Clearly, this is only the beginning of a very heavy crisis. The euro is the weak link in the chain, and so is Europe itself. There can be little doubt that catastrophic consequences are coming. The Greeks have been the first victims, but they will hardly be the last, of a politics of ‘rescuing the European currency’, measures which all citizens ought to be allowed to debate, because all of them will be affected by the outcome. However, the discussion is deeply biased, because essential determinations are hidden or dismissed.

Balibar went on with some reflections. ‘If in its current form, under the influence of the dominant social forces, the European construction may have produced some degree of institutional harmonisation, and generalised some fundamental rights- which is not negligible- it has not produced a convergent evolution of national economies, a zone of shared prosperity. Some countries are dominant, others are dominated. The peoples of Europe may not have antagonistic interests, but the nations increasingly do.

As it is well known any Keynesian strategy to generate public ‘trust’ in the economy rests on three interdependent pillars: a stable currency, a rational system of taxes, but also a social policy, aiming at full employment. This third aspect has been quasi -systematically ignored in most current commentaries. Furthermore, all this debate concerning the euro monetary system and the future of Europe will remain entirely abstract unless it is articulated to the real trends of globalisation, which the financial crisis will powerfully accelerate, unless they are politically addressed by the peoples which they affect and their leaders.

Balibar added ‘We are witnessing a transition from one form of international competition to another: no longer (mainly) a competition among productive capitals, but a competition among national territories, which use tax exemptions and pressure on the wages of labour to attract more floating capital than their neighbours.’ Now, clearly, whether Europe works as an effective system of solidarity among its members to protect them from ‘systemic risks’, or simply sets a juridical framework to promote a greater degree of competition among them, will determine the future of Europe politically, socially, and culturally.

There is also a very important tendency: a transformation of the international division of labour, which radically destabilises the distribution of employment in the world. This is a new global structure where north and south, east and west are now exchanging their places. And, Europe, or most of it, will experience a brutal increase of inequalities: a collapsing of the middle classes, a shrinking of skilled jobs, a displacement of ‘volatile’ productive industries, a regression of welfare and social rights, and a destruction of cultural industries and general public services.

At this point we cannot help asking: is this the beginning of the end for the EU, a construction that started 50 years ago on the basis of an age-old utopia, but now proves unable to fulfil its promises? The answer, unfortunately, is yes: sooner or later, this will be inevitable, and possibly not without some violent turmoil... Unless it finds the capacity to start again on radically new bases, Europe is a dead political project.

To be sure the breaking of the EU would inevitably abandon its peoples to the hazards of globalisation to an even greater degree on the one hand. On the other, a new foundation of Europe does not guarantee any success, but at least it gives her a chance of gaining some geopolitical leverage. With one condition, that all the challenges involved in the idea of an original form of post-national federation are seriously and courageously met. With the assumption that a new sharp democracy cannot avoid confronting the current crisis of liberalism -- the fact that liberalism as an ideology is exhausted, that neo-liberalism is a facade, and that we live in a new political climate. More, these days the worldwide neo-liberalism has embraced an extremely savage form of capitalism, especially when it makes use and abuse of the ideas of democracy and liberty as the justification for the operation of neoliberal capitalism and practice of financial imperialism.

Set problem 1 ▸
Condense the paragraph beginning "There is also a very important tendency" in the passage on the euro crisis above into a short bulleted list that keeps its main facts.
Set problem 2 ▸
In the passage on the euro crisis above, what are the three interdependent pillars on which any Keynesian strategy to generate public "trust" in the economy rests?
Set problem 3 ▸
Write a continuation of the passage on the euro crisis above that begins after its final sentence, keeping its formal, argumentative tone.

Information provided ▸
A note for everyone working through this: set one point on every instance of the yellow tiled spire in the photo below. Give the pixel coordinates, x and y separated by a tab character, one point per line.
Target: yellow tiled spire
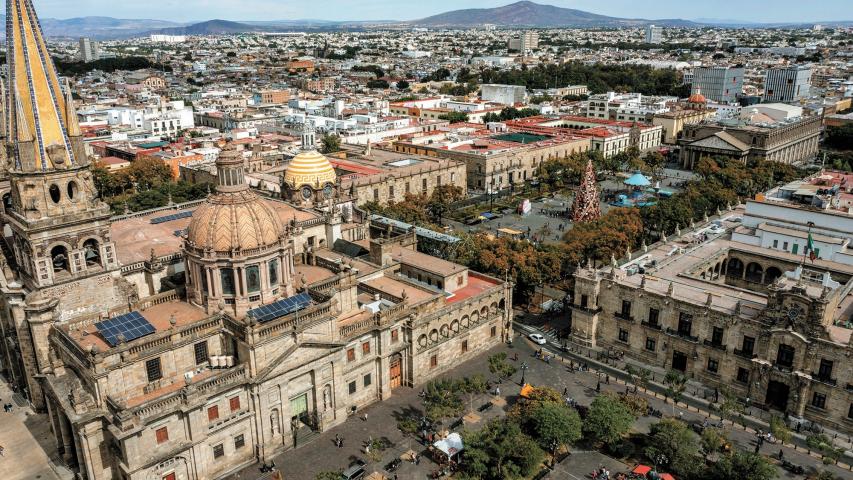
42	114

Expected output 1 ▸
- The international division of labor is being transformed, radically destabilizing the distribution of employment worldwide.
- A new global structure is emerging in which north and south, east and west are exchanging places.
- Most of Europe will face a brutal rise in inequality:
  - the collapse of the middle classes
  - fewer skilled jobs
  - the displacement of "volatile" productive industries
  - the regression of welfare and social rights
  - the destruction of cultural industries and general public services

Expected output 2 ▸
A stable currency, a rational system of taxes, and a social policy aiming at full employment.

Expected output 3 ▸
These involve setting up a common public authority, which is neither a state nor a simple governance of politicians and experts; securing genuine equality among the nations, thus fighting against reactionary nationalisms; above all reviving democracy in the European space and resisting the current processes of ‘de-democratisation’ and ‘statism without a State’, so dear to neoliberalism. Once again, the ground of democracy and freedom becomes an issue; once again democracy simply needs to re-affirm itself. Something obvious should have been long acknowledged: there will be no progress towards federalism in Europe if democracy itself does not progress beyond the existing forms, allowing an increased influence for the people(s) in the supranational institutions.

Does this mean that, in order to reverse the course of recent history, to shake the lethargy of a decaying political construction, we need something like a European movement, a simultaneous movement or a peaceful insurrection of popular masses who will be voicing their anger as victims of the crisis against its authors and beneficiaries, and calling for a control ‘from below’ over the secret bargainings and deals made by markets, banks, and states? Yes, indeed.

At the same time, according to Balibar the question concerns the intellectuals: what should and could be a democratically elaborated political action against the crisis at the European level? It is the task of progressive intellectuals, whether they see themselves as reformists or revolutionaries, namely to discuss this subject and take risks. If they fail to do it, they will have no excuse.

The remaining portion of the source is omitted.